[Assignment] Repeat the records below in their entirety, exactly.

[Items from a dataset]
----
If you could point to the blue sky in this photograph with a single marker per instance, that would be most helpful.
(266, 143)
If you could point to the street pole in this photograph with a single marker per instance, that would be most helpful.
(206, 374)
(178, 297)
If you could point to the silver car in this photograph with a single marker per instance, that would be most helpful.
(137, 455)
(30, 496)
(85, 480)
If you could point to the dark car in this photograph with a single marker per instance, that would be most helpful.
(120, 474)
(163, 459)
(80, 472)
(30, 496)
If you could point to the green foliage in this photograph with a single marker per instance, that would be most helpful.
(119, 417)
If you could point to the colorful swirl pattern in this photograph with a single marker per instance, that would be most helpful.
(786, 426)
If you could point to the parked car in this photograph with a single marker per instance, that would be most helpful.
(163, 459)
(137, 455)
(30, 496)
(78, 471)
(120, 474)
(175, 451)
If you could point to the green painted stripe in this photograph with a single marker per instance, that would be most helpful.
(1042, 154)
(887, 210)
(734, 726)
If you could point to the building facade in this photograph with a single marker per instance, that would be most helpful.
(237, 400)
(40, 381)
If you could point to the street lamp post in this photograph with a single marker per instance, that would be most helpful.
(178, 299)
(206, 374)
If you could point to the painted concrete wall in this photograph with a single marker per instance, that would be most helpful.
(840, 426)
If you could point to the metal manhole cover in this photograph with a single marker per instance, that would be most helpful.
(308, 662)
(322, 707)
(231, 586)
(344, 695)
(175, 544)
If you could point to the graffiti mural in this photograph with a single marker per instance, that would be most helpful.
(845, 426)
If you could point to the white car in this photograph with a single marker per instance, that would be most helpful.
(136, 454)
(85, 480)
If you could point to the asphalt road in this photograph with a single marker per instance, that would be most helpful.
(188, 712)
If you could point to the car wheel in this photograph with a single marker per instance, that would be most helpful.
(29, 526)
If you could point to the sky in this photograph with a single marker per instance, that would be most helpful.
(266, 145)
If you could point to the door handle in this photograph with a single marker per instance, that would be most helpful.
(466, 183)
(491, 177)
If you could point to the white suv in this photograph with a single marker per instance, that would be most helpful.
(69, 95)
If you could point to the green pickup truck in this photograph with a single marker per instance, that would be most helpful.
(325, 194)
----
[Exercise result]
If you could point to the blue sky in this photograph with a single marker per instance, that would be most helpful.
(266, 143)
If you could point to the street pole in this photograph with a single marker per instance, that would be most helpful.
(206, 374)
(178, 297)
If you could point to the silver car in this photograph with a single marker per instance, that would be most helpful.
(137, 455)
(30, 496)
(85, 480)
If you could point to the dark car in this photograph with a single marker per instance, that would be most helpful.
(120, 474)
(163, 459)
(80, 472)
(30, 496)
If you could point to the green foliage in this photograph with a single marker per instance, that would be most helpful.
(119, 417)
If you could point to the colorful swirl pattern in this photograph with a single marker per instance, that would be most helpful.
(786, 426)
If you could point to the parked car in this photograph with a single marker per instance, that would be most helpful.
(163, 459)
(137, 455)
(30, 496)
(78, 471)
(120, 474)
(175, 451)
If you could point to the green painted stripe in this photograph with a single marker per instance, that would be most helpful.
(1042, 154)
(887, 210)
(734, 726)
If you could point to the building facade in this photograph with a single marker per instance, that would be most helpful.
(237, 400)
(40, 381)
If you could point to the street lamp post in this photograph with a single marker per instance, that would be most helpful.
(178, 299)
(206, 374)
If you could point to the painted concrete wall in this photograph with a single marker per instance, that would be most helpful.
(840, 426)
If you could point to the metal manhole cover in this photograph with a single marker per instance, that would be most helpful.
(308, 662)
(322, 707)
(231, 586)
(344, 695)
(175, 544)
If you could point to the graffiti mural in this photograph with a single marker per instance, that would be most helpful.
(845, 426)
If you could point to the white car in this photograph with a single marker per instance, that would be most helpful.
(136, 454)
(85, 480)
If you could point to the asphalt road in this photograph with a single marker per instance, that would be most helpful.
(188, 712)
If you could point to the car wheel in this photograph with a single marker per instance, that would be most helpful.
(29, 526)
If you could point to the sky in this photograph with a single marker per instance, that would be most helpful.
(266, 145)
If you could point to the door handle in this photograph with a single marker per instance, that would be most helpful.
(466, 183)
(491, 177)
If you could point to the white suv in this photograph with a single marker per instance, that would be most helpful.
(69, 95)
If you could point to the green pickup truck in this photograph with a single marker per instance, that would be most helpful.
(325, 194)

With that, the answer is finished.